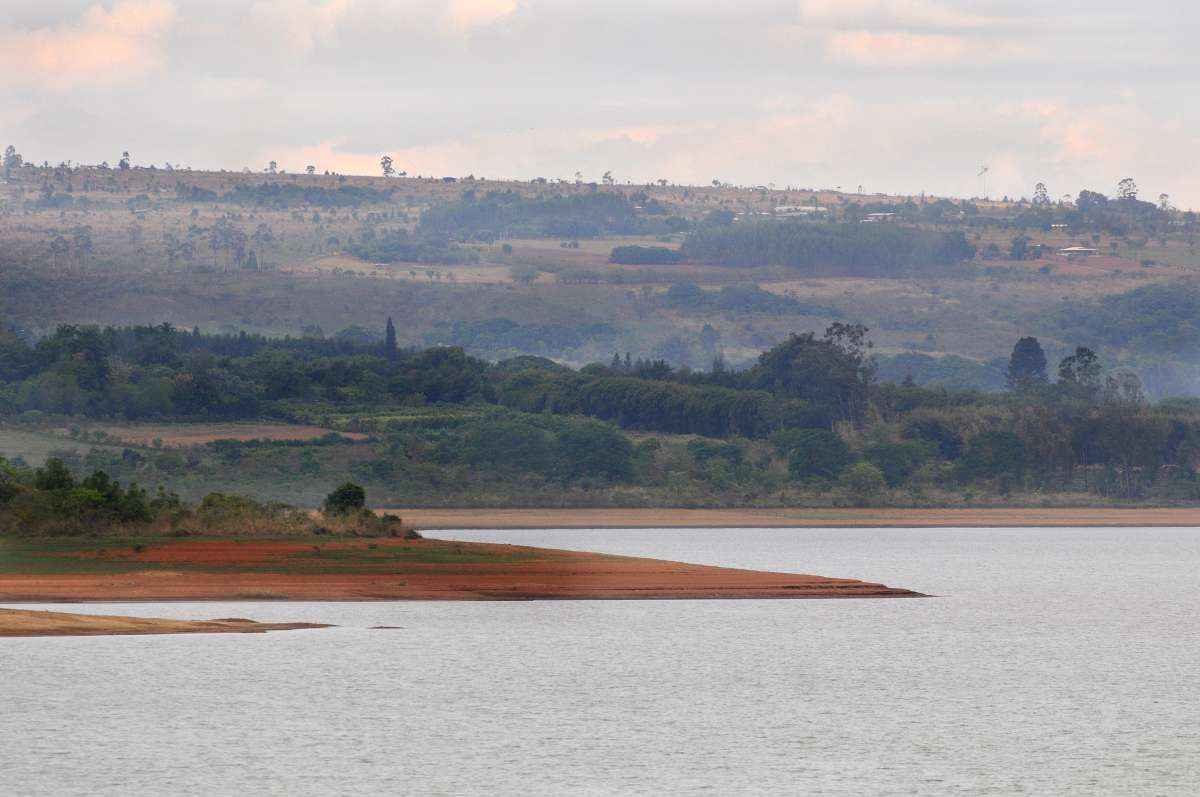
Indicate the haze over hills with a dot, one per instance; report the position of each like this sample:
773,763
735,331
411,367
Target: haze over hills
528,268
637,345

* * * *

== Task objective ==
The entries must be repeated exactly. Leave the images out.

== Answer to this exercise ==
Indicate the haze over hills with a dot, one per instance; report the position of each like this sample:
773,763
735,331
411,367
Target: haze over hills
528,268
637,345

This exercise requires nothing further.